DIRECTIONS FOR THIS TASK |
Copy out the lines below word for word, starting at the line containing "TARGET = stone well" and ending at the final line, with the pictures left out.
━━━━━━━━━━
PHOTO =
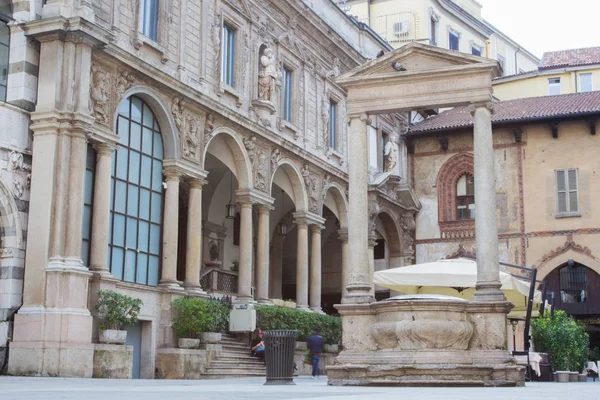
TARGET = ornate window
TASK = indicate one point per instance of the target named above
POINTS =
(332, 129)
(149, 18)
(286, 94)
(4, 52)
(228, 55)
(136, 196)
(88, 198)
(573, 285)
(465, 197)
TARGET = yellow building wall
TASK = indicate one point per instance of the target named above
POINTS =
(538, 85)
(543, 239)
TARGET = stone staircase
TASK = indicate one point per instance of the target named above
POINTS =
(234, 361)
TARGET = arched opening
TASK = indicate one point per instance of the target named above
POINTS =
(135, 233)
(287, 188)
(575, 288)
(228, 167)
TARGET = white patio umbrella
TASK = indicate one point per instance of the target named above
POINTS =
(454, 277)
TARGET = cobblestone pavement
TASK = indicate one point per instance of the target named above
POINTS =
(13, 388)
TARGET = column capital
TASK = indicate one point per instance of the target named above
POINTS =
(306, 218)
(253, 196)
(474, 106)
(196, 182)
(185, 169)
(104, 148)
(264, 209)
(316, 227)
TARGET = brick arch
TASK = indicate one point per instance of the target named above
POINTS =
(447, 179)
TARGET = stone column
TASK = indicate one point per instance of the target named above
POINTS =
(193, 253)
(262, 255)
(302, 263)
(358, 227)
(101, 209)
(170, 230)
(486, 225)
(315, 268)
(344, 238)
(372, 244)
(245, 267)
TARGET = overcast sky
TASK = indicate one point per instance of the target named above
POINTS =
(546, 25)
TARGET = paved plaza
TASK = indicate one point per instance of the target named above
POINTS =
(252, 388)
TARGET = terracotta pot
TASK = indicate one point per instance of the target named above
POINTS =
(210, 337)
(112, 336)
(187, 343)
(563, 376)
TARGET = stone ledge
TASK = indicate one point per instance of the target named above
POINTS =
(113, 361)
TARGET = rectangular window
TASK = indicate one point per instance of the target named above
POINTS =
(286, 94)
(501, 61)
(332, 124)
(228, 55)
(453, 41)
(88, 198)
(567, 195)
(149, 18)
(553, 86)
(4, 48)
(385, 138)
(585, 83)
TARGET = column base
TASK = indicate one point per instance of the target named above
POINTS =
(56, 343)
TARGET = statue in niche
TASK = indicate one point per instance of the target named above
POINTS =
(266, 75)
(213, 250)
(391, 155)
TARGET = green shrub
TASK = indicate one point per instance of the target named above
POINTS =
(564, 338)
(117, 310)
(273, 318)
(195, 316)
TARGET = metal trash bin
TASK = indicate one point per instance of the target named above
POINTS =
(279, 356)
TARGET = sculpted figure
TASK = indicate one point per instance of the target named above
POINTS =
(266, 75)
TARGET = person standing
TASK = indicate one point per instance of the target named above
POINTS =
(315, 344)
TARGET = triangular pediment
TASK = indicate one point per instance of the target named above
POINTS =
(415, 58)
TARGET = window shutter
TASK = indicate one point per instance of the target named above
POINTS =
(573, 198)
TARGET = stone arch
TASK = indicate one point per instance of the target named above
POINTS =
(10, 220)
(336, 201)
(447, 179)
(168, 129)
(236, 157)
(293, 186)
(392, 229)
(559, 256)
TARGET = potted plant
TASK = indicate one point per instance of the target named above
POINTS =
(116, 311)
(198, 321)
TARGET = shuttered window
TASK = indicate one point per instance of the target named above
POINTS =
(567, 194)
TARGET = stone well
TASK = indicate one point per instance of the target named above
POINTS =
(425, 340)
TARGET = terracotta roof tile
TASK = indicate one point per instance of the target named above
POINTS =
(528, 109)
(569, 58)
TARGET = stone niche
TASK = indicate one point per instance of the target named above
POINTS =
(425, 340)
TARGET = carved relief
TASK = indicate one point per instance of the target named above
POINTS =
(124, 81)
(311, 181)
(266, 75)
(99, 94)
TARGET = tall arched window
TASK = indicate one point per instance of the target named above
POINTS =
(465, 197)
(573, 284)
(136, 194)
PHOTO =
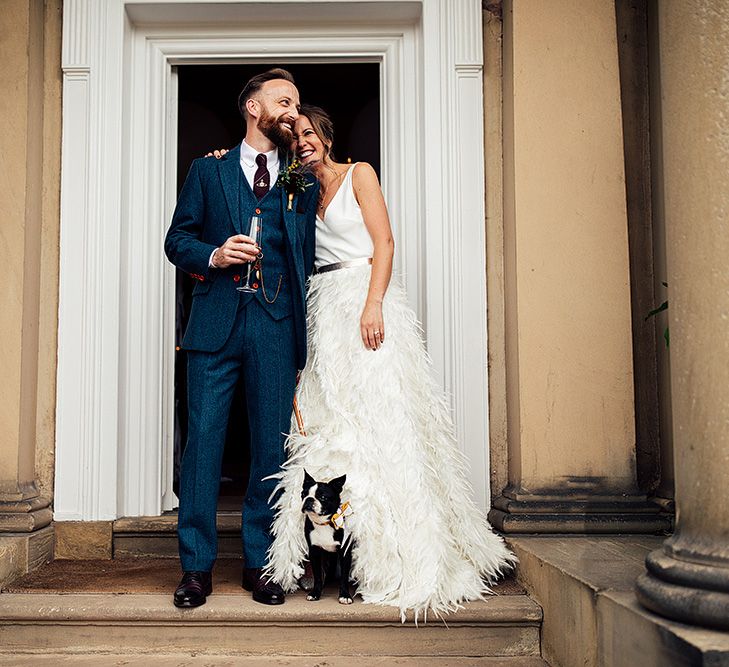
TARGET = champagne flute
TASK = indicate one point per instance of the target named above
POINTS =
━━━━━━━━━━
ANSWER FOR THE TASK |
TARGET = stone well
TASK = indicate one point per instance of the target named above
POINTS =
(425, 340)
TARGET = terracotta roof tile
TASK = indicate one point per instance of the target named above
POINTS =
(528, 109)
(569, 58)
TARGET = stone niche
TASK = indicate one point per instance of the target named above
POINTS =
(425, 340)
TARGET = carved relief
TASK = indicate one point per instance of the target named above
POINTS =
(124, 81)
(311, 181)
(266, 75)
(99, 94)
TARGET = tall arched window
TASK = indicate one point per instance of the target named above
POINTS =
(465, 197)
(573, 284)
(136, 194)
PHOTO =
TARGET = champagne flute
TASK = indicate one point per instance of the target named above
POINTS =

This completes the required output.